» **Task statement**
From the listing below, copy only the lines from the line that contains "Segment every <instance>" to the line that contains "positive clicks: (418, 60) (455, 74)", counting those two lines as part of the copy.

» **Data in this exercise**
--- START ---

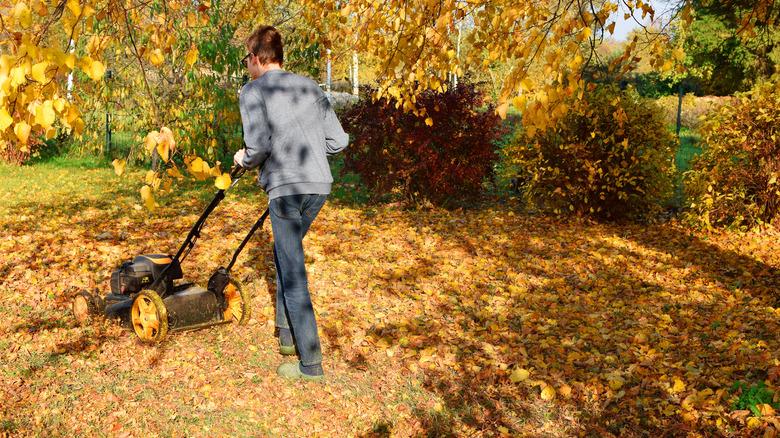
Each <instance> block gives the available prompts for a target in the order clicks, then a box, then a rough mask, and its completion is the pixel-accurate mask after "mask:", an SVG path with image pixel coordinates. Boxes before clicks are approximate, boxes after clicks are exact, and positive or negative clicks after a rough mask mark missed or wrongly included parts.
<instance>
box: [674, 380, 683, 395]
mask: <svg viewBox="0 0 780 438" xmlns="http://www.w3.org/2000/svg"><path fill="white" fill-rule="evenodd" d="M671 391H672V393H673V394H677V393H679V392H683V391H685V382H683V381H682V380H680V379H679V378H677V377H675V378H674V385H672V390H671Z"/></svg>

--- END ---
--- START ---

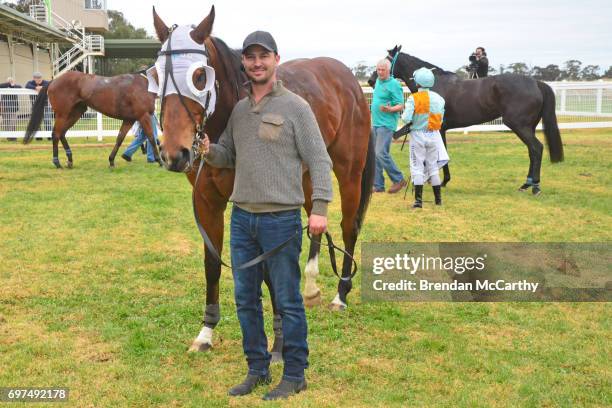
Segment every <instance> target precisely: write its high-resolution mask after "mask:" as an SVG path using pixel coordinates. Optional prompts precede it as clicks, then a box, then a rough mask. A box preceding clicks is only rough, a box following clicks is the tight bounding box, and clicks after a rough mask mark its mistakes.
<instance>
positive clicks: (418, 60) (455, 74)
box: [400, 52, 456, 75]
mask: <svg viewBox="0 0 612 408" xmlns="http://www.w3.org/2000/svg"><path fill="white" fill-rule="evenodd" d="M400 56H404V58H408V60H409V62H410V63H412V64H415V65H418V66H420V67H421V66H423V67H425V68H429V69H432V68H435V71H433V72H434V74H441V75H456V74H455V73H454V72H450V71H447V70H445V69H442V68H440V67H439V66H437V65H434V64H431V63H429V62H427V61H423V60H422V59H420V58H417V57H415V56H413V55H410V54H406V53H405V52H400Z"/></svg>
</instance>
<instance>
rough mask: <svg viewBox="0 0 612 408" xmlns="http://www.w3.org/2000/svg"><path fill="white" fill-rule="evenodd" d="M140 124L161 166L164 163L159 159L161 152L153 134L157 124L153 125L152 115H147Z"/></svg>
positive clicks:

--- END ---

» **Output of the exercise**
Segment every <instance> target precisely: write its high-resolution mask after "mask:" as an SVG path using pixel coordinates. Optional prompts precede it as clicks, then a box, then a rough mask. A box preceding clicks is only rough, a box following clicks is the tight bounding box, and clicks after a rough mask mark its mistakes.
<instance>
positive clicks: (418, 60) (455, 74)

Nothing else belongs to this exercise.